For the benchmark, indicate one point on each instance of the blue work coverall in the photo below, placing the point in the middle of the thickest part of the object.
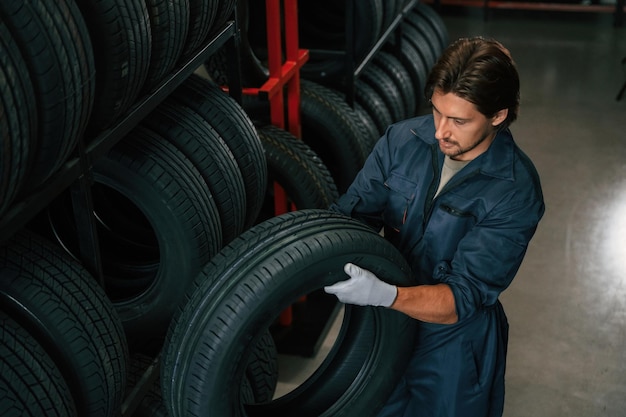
(472, 236)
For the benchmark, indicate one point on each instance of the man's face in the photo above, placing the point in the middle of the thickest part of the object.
(462, 131)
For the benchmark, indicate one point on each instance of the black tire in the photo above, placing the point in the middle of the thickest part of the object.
(120, 34)
(53, 40)
(373, 105)
(56, 300)
(210, 154)
(18, 119)
(262, 372)
(322, 25)
(232, 123)
(157, 226)
(31, 385)
(401, 78)
(426, 32)
(254, 73)
(388, 90)
(414, 62)
(169, 23)
(421, 43)
(298, 170)
(168, 190)
(330, 128)
(435, 21)
(224, 12)
(368, 125)
(239, 293)
(202, 15)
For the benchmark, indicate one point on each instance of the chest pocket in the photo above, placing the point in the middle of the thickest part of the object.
(401, 194)
(453, 217)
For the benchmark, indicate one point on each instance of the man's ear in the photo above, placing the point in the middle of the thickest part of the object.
(499, 117)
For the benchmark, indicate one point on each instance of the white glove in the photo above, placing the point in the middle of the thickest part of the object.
(363, 288)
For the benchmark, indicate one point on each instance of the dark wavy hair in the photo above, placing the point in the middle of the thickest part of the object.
(480, 71)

☆ ☆ ☆

PROBLEM TO SOLVE: Repeat all of the entries above word for word, leaving out the pictures.

FULL SOLUTION:
For the benchmark, indicate one point on each instance of the blue work coverall in the photo below, placing the point in the middle of the thickest part of the object.
(472, 236)
For the benchmark, indicate one point on each instance of the man's face in the photo above, placing the point in the middle of the thickest part of the object.
(462, 131)
For the benchmark, indicate one point on each instance of the black tire in the photo above, placing the point in the middle of the thickest part of the object.
(120, 34)
(53, 40)
(373, 105)
(56, 300)
(210, 154)
(18, 119)
(262, 372)
(322, 25)
(232, 123)
(157, 226)
(31, 385)
(401, 78)
(426, 32)
(254, 73)
(388, 90)
(414, 62)
(169, 23)
(421, 43)
(298, 170)
(168, 190)
(330, 128)
(435, 21)
(224, 12)
(368, 125)
(239, 293)
(202, 15)
For the benchmark, indicate one point on each instance of the chest pocket in the photo above, placing the point in the middle of the thickest part of the object.
(401, 194)
(453, 217)
For the benchmark, indicate one point on each instance of the man's ear in the photo above, placing the point in the middle of the thickest part of the object.
(499, 117)
For the benchmark, indicate one point on each instance of the white glove in the photo above, placing the point in the middle of the thickest part of the object.
(363, 288)
For the benchmark, indicate one point on each instance of the dark wavy hair in the photo above, placing the point in the middle of the thickest part of the object.
(480, 71)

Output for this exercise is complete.